Document:
Venezuela: 28 Miners Reported Killed by Criminal Gang

The list goes on… it is sickening, soul-destroying, depressing, and leaves a legacy of hatred, bitterness, and anguish.

Superimposed on all this, I am reminded of the story of the man brought to Jesus for healing. The crowds prevented easy access and so they climbed on top of the house where Jesus was teaching, tore apart the roof, and lowered their friend in front of Jesus.

The first thing Jesus does is shocking. He sees the obvious physical need, yet Jesus says to the man, “Have courage, son, your sins are forgiven.” (Matt 9:2, HCSB)

Certainly not the answer we would have expected. Jesus then challenges those around by asking,

“Which is easier: to say, ‘Your sins are forgiven,’ or to say, ‘Get up and walk’? But so you may know that the Son of Man has authority on earth to forgive sins”—then He told the paralytic, “Get up, pick up your mat, and go home.””

Source material:
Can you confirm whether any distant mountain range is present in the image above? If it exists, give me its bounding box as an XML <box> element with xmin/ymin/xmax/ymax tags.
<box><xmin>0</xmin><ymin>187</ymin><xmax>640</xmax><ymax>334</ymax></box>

Problem to solve: In the Venezuela miners text, shorten the paragraph that begins "Superimposed on all this" while keeping its main facts.

Problem solution: This recalls the story of a man brought to Jesus for healing: blocked by crowds, his friends climbed onto the house where Jesus was teaching, tore open the roof, and lowered him down before Jesus.